+++ TEXT PASSAGE +++

It is extremely cold. The kind of airplane cold that feels like you just stepped out of the shower only to have a regular Greek chorus of people blowing on your skin in tandem. The kind of cold where you look up and see that R2-D2-looking AC vent pointed at you and you say to yourself "Oh, that's it, that's the problem," and you screw it shut and you feel the airflow die and you lean back and expect to feel comfortable, except no it's the exact same temperature exact same cold exact same bitter chill as it was in the first place. The kind of cold that makes you conscious of the fact you have to pee, and anyway I'm sitting there eight-howevermany years old and at eight-howevermany years old you always have to pee. So there's that, too. And the woman behind me coughing. And the kid across the aisle sneezing in a way that sounds like coughing. And a man somewhere snoring. And pages somewhere turning. And of course that heavy leaden pressure in the dead of my eardrums, like a fish hooked through the gills, that molten pain that plagues every airplane-bound child's under-formed sinus-ear-nose-throat-cavity-etcetera and makes them scream.
I wanted the plane to land. I wanted to be elsewhere. I wanted to feel something other than the shudder of the engines and hear something besides that omnipresent jet-soaked drone. Then suddenly I notice, like five seats ahead of me, my friend Sharif, nudging his mother aside and staring intently at something in his lap.
I unbuckle the seatbelt buckle, nudge my way up the aisle. Nearly trip over my own feet. Use a stranger's knee as a handrail. Inch forward.
"Sharif!" I holler.
Half the plane looks back at me. Then, as now, I was a little loud. I sort of smile at them, cock my head to the side. Sharif though is still staring down at what I start to recognize as a pile of something, is for whatever reason kind of kneading it together so as to cram it into a tiny, like, box. I continue to meander his direction.
"Dude! What'cha got there?"
With Sharif still distracted, I arrive at his aisle and peer my head around the seatback only to be confronted with this weeeeeeird-looking stack of cards. Square in the center of one of them is this squad of knight-looking guys all goosed into a V, clouds carpeted distantly below, and these guys I see have wings, big brilliant wings, radiant and colorful and majestic and vivid and vast, edging off the frame, suggesting some whole other world. My mouth drops. Then I see another card off to the right. Big brown oval. Weird splotches. Colored dots. Some letters. Thick, bold, blue letters.
Thick, bold, blue letters that spell out a single word: Magic.
Every day of my life I enjoy the exquisite privilege of getting paid to play Magic cards all day. It is the nuts. It is the truth. It is every bit as awesome as it sounds. It is the type of job that inspires you to look skyward and be thankful. I have participated in debates about the superiority of various and sundry Yoda impersonations. I have Matrix-dodged trans-cubicle Nerf darts. I have actually been in an actual meeting where I was admonished for not playing Magic enough.
It's natural, then, I suppose, for the question to emerge as often as it does: How did you get your job, anyway?

+++ STORED RECORDS +++

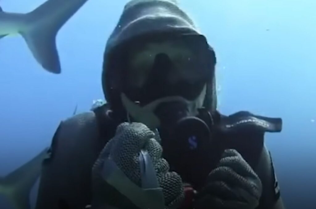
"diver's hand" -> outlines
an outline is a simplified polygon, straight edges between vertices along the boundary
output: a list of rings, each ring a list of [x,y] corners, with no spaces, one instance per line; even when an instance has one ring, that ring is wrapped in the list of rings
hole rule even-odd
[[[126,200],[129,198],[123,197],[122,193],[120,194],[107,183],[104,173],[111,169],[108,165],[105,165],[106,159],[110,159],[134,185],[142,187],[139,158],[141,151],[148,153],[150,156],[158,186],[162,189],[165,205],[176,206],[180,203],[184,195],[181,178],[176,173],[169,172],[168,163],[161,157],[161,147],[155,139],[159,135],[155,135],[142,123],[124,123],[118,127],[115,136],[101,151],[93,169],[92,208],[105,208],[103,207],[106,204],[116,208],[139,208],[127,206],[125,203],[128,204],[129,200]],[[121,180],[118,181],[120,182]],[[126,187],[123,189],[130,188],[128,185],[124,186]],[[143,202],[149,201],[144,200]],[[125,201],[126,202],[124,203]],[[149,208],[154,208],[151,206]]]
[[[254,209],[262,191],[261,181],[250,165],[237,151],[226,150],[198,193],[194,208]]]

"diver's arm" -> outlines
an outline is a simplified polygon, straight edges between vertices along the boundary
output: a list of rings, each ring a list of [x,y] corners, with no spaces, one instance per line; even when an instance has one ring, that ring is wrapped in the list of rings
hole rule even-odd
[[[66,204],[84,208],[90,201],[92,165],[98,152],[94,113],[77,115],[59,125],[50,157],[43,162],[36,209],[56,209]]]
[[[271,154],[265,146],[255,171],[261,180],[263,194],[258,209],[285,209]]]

+++
+++ STORED RECORDS +++

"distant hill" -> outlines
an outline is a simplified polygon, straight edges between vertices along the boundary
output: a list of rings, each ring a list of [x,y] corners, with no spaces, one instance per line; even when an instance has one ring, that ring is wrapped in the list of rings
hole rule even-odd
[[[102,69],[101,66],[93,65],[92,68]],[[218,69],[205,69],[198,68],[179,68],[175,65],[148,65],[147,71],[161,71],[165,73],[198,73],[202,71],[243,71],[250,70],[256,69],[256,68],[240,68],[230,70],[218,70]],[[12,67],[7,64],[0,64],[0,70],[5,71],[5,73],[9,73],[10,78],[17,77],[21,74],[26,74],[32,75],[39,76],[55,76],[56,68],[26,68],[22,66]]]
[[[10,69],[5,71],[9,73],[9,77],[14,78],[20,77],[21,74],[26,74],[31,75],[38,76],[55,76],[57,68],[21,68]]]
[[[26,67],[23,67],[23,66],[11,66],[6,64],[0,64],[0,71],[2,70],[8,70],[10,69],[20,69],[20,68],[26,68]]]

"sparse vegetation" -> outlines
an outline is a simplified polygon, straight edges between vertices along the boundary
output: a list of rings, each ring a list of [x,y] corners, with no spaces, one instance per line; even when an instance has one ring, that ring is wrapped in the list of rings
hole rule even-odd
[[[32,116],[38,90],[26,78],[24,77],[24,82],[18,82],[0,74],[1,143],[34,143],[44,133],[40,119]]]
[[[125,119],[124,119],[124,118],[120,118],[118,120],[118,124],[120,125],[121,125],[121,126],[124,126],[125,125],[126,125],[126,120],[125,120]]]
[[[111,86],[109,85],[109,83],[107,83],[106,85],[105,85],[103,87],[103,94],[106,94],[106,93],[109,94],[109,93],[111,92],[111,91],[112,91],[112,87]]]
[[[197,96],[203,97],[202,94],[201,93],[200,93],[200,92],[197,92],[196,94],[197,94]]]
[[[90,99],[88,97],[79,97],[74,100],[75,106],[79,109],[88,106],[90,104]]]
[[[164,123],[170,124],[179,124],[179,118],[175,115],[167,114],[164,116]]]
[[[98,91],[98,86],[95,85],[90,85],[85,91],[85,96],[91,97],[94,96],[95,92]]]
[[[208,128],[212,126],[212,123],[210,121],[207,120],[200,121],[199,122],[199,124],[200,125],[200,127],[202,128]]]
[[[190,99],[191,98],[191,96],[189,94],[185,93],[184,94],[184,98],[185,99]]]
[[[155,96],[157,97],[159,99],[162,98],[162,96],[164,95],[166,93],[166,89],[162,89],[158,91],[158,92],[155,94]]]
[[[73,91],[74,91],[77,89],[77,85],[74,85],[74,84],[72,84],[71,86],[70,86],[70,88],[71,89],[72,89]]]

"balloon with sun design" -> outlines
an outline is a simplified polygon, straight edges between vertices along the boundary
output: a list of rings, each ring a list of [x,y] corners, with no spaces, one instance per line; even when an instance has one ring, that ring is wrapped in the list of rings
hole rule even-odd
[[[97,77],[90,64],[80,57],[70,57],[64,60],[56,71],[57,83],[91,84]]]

+++

SET OF TASKS =>
1. Answer these questions about the Magic essay, one per line:
(a) What is the name of the friend the narrator spots on the plane?
(b) About how many seats ahead of the narrator is that friend sitting?
(c) What single word is spelled out in thick, bold, blue letters on one of the cards?
2. According to the Magic essay, why does the question of how the narrator got the job come up so often? Answer in one to three sentences.
3. List every action the narrator takes in the paragraph of the Magic essay that begins "I unbuckle the seatbelt buckle."
Rely on the Magic essay alone; the entries are not needed.

ANSWER LIST =>
1.
(a) Sharif
(b) About five seats ahead
(c) Magic

2. The narrator is paid to play Magic cards all day, a job described as every bit as awesome as it sounds. Given a job like that, the narrator finds it natural that people keep asking how they got it.

3.
- Unbuckles the seatbelt buckle
- Nudges up the aisle
- Nearly trips over their own feet
- Uses a stranger's knee as a handrail
- Inches forward